Challenge: All entries below need to be written out exactly, but without their pictures.

Coordinate labeling data
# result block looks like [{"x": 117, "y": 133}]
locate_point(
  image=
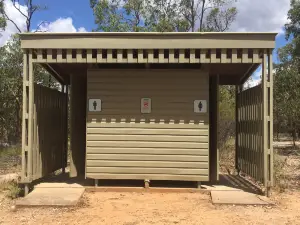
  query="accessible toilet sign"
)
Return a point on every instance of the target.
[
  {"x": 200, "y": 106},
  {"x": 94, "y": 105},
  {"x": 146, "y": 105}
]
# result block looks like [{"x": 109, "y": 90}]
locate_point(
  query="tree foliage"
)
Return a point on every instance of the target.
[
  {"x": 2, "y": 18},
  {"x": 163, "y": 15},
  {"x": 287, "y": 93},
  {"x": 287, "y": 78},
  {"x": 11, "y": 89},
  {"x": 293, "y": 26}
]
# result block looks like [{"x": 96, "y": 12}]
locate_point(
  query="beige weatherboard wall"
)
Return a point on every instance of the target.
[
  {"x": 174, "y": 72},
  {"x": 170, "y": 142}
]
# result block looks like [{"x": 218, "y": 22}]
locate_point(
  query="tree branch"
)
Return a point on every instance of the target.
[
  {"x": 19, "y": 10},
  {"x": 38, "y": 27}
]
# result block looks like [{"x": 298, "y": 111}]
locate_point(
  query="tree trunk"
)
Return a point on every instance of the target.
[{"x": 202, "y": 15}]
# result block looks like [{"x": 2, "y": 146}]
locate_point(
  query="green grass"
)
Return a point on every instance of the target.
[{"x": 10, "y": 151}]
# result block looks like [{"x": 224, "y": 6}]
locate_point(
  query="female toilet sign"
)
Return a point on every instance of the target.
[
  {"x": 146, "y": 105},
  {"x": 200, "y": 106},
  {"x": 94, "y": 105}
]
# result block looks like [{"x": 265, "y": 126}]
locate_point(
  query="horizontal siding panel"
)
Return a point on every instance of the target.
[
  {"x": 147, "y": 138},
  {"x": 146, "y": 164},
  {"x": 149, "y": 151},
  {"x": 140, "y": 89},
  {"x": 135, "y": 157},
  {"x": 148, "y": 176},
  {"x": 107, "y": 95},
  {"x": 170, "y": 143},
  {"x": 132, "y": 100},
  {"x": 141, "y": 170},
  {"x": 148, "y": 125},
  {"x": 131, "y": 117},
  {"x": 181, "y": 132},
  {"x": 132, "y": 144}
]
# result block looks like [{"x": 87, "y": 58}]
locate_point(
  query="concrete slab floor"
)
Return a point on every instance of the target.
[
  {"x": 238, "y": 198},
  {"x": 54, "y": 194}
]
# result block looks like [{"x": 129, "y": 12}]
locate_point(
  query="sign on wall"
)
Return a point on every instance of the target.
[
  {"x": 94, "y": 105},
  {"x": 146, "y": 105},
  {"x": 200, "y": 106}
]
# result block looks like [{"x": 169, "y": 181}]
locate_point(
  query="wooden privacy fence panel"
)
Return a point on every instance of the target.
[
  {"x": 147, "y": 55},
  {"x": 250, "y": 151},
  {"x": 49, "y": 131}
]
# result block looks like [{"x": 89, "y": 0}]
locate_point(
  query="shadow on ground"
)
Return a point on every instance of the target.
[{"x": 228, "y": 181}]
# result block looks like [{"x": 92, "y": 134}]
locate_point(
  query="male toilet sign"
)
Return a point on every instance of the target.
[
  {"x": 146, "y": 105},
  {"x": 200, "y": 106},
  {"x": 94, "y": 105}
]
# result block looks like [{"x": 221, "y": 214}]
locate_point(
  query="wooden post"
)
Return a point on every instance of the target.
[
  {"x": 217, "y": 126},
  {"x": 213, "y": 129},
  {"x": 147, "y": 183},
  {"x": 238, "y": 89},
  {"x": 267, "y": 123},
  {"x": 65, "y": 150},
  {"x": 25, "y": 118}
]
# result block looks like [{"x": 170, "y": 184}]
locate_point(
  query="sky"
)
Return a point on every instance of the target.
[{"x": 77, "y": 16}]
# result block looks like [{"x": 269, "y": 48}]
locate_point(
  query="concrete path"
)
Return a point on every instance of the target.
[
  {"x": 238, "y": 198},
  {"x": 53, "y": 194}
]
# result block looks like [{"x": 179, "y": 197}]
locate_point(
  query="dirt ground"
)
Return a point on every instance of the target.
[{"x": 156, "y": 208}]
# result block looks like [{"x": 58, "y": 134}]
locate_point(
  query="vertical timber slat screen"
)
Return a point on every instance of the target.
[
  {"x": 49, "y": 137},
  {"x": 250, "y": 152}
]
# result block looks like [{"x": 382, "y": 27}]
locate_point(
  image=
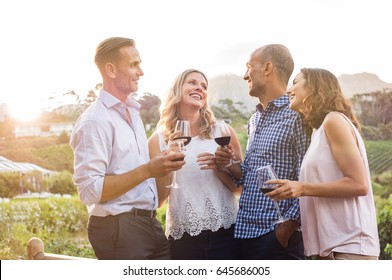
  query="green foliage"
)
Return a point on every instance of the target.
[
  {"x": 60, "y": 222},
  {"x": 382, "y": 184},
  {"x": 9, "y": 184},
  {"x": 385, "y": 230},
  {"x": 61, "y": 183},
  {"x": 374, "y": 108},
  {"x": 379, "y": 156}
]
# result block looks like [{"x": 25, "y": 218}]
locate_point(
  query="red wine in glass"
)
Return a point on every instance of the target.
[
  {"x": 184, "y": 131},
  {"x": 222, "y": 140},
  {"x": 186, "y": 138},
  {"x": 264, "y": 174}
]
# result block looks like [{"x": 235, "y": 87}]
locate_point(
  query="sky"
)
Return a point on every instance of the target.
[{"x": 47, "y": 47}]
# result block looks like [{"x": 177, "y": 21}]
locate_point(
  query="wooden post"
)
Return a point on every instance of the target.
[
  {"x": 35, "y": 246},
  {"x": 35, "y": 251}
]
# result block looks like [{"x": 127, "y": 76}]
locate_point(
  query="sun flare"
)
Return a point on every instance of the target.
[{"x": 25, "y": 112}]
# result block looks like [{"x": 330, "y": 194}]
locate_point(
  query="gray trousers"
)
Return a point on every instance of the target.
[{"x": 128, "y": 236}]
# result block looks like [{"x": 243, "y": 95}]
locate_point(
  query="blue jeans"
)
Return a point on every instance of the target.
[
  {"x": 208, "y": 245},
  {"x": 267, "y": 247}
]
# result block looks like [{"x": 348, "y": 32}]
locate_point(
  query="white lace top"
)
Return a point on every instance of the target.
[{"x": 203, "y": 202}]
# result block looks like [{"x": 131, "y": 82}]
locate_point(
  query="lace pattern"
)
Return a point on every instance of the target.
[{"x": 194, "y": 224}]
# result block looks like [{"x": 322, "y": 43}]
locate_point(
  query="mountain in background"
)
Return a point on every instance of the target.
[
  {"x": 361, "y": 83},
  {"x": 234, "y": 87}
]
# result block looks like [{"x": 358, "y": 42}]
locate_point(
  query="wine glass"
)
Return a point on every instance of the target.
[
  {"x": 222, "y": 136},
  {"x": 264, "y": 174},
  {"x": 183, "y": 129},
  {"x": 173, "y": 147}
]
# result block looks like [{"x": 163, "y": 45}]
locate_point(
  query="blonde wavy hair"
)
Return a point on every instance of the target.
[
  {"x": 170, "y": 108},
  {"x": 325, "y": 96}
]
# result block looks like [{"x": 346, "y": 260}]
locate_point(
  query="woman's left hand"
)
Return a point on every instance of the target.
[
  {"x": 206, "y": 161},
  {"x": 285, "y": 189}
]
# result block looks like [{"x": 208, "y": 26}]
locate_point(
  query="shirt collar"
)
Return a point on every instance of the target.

Correct result:
# result block looks like [{"x": 117, "y": 133}]
locate_point(
  image=
  query="accessible toilet sign"
)
Return a point on every instance of the target.
[
  {"x": 200, "y": 106},
  {"x": 94, "y": 105},
  {"x": 146, "y": 105}
]
# result block looks like [{"x": 109, "y": 90}]
locate_point(
  query="tree foliage"
)
Return a point on every instance of the target.
[
  {"x": 2, "y": 18},
  {"x": 163, "y": 15},
  {"x": 287, "y": 93},
  {"x": 287, "y": 78},
  {"x": 11, "y": 89},
  {"x": 293, "y": 26}
]
# result block looks like [{"x": 96, "y": 12}]
locate_point(
  query="beige weatherboard wall"
)
Return a point on every instance of the target.
[
  {"x": 174, "y": 72},
  {"x": 170, "y": 142}
]
# result block looks like [{"x": 218, "y": 22}]
locate_point(
  query="tree branch"
)
Return a point on every instance of the target.
[
  {"x": 19, "y": 10},
  {"x": 38, "y": 27}
]
# result block looks like [{"x": 298, "y": 111}]
locate_point(
  query="tree trunk"
)
Return a point on every instance of the target.
[{"x": 202, "y": 15}]
# result block looks like [{"x": 2, "y": 146}]
locate_point(
  query="green grass"
)
Return a point on every instance of the target.
[{"x": 10, "y": 151}]
# result block looks like [{"x": 224, "y": 6}]
locate_point(
  query="female toilet sign"
)
Return a point on every instance of the target.
[
  {"x": 146, "y": 105},
  {"x": 200, "y": 106},
  {"x": 94, "y": 105}
]
# result block looks like [{"x": 265, "y": 126}]
locate_point(
  query="horizontal siding panel"
)
Return a point on every instance of the target.
[
  {"x": 147, "y": 138},
  {"x": 146, "y": 164},
  {"x": 149, "y": 151},
  {"x": 140, "y": 89},
  {"x": 135, "y": 157},
  {"x": 148, "y": 176},
  {"x": 107, "y": 95},
  {"x": 170, "y": 143},
  {"x": 132, "y": 100},
  {"x": 141, "y": 170},
  {"x": 148, "y": 125},
  {"x": 131, "y": 117},
  {"x": 181, "y": 132},
  {"x": 132, "y": 144}
]
# result block looks like [{"x": 87, "y": 58}]
locate_point(
  query="concrete slab floor"
)
Return a point on every instance of the target.
[
  {"x": 238, "y": 198},
  {"x": 54, "y": 194}
]
# result block looks like [{"x": 129, "y": 12}]
locate_point(
  query="sign on wall"
)
Return a point on every instance of the target.
[
  {"x": 94, "y": 105},
  {"x": 146, "y": 105},
  {"x": 200, "y": 106}
]
# result block looks like [{"x": 169, "y": 181}]
locate_point(
  query="wooden privacy fence panel"
)
Return a point on every instance of the target.
[
  {"x": 147, "y": 55},
  {"x": 250, "y": 151},
  {"x": 49, "y": 131}
]
# result block looks like [{"x": 89, "y": 0}]
locate_point(
  query="shadow on ground"
)
Return a point on every instance of the target.
[{"x": 228, "y": 181}]
# result block looks like [{"x": 92, "y": 134}]
locate_point(
  query="male toilet sign"
)
Return a point on every instance of the target.
[
  {"x": 146, "y": 105},
  {"x": 200, "y": 106},
  {"x": 94, "y": 105}
]
# result block looks like [{"x": 221, "y": 214}]
locate_point(
  query="wooden post"
)
Return a point on every instance of the target.
[
  {"x": 217, "y": 126},
  {"x": 213, "y": 129},
  {"x": 147, "y": 183},
  {"x": 238, "y": 89},
  {"x": 267, "y": 123},
  {"x": 65, "y": 150},
  {"x": 25, "y": 118}
]
# result block looks like [{"x": 170, "y": 184}]
locate_point(
  query="sky"
)
Return a point on every instance of the target.
[{"x": 77, "y": 16}]
# result block looks like [{"x": 269, "y": 48}]
locate_point(
  query="concrete path"
)
Return a point on every instance of the target.
[
  {"x": 238, "y": 198},
  {"x": 53, "y": 194}
]
# result block looks like [{"x": 179, "y": 197}]
locate_point(
  query="dirt ground"
)
Return a point on every instance of the target.
[{"x": 156, "y": 208}]
# result block looks like [{"x": 58, "y": 134}]
locate_point(
  query="vertical timber slat screen"
)
Return a point on every instance of the target.
[
  {"x": 49, "y": 137},
  {"x": 250, "y": 152}
]
# result block looks like [{"x": 382, "y": 27}]
locate_point(
  image=
  query="green foliage"
)
Return a point on every instance of the target.
[
  {"x": 60, "y": 222},
  {"x": 382, "y": 184},
  {"x": 9, "y": 184},
  {"x": 385, "y": 230},
  {"x": 61, "y": 183},
  {"x": 374, "y": 108},
  {"x": 379, "y": 156}
]
# result block looks like [{"x": 25, "y": 218}]
locate_point(
  query="red wine in glass"
)
Return a point on every instance of the target.
[
  {"x": 184, "y": 131},
  {"x": 222, "y": 140},
  {"x": 186, "y": 138},
  {"x": 264, "y": 174}
]
# result block looks like [{"x": 235, "y": 87}]
locate_point(
  query="sky"
)
Return a point on every instance of the target.
[{"x": 47, "y": 47}]
# result block looks like [{"x": 177, "y": 21}]
locate_point(
  query="wooden post"
)
Return a point on every instance of the target.
[
  {"x": 35, "y": 246},
  {"x": 35, "y": 251}
]
# result block looks like [{"x": 127, "y": 76}]
locate_point(
  query="sun flare"
)
Return a point on every instance of the target.
[{"x": 25, "y": 112}]
# result block looks like [{"x": 330, "y": 194}]
locate_point(
  query="gray trousers"
)
Return a point on every instance of the target.
[{"x": 128, "y": 236}]
# result block looks like [{"x": 243, "y": 95}]
locate_point(
  query="blue jeans"
)
Return a point on every instance of the target.
[
  {"x": 208, "y": 245},
  {"x": 267, "y": 247}
]
# result block looks like [{"x": 348, "y": 32}]
locate_point(
  query="white lace top"
)
Return a point on every instance of the target.
[{"x": 203, "y": 202}]
# result block looks like [{"x": 131, "y": 82}]
locate_point(
  query="lace pattern"
)
Return a point on every instance of the target.
[{"x": 194, "y": 224}]
# result block looks like [{"x": 322, "y": 43}]
locate_point(
  query="mountain in background"
)
Return a point on every instance of the target.
[
  {"x": 361, "y": 83},
  {"x": 234, "y": 87}
]
# result block looks like [{"x": 358, "y": 42}]
locate_point(
  query="wine glass"
)
Return a point on every instance of the target.
[
  {"x": 222, "y": 136},
  {"x": 264, "y": 174},
  {"x": 183, "y": 129},
  {"x": 173, "y": 147}
]
# result block looks like [{"x": 163, "y": 45}]
locate_point(
  query="blonde wavy hair"
)
Return a point on every instance of the target.
[
  {"x": 170, "y": 108},
  {"x": 325, "y": 96}
]
# result block looks like [{"x": 346, "y": 260}]
locate_point(
  query="woman's left hand"
)
Return a point on every instance of the target.
[
  {"x": 206, "y": 161},
  {"x": 285, "y": 189}
]
# result block looks like [{"x": 208, "y": 26}]
locate_point(
  query="shirt collar"
)
Return a point on every instance of the target.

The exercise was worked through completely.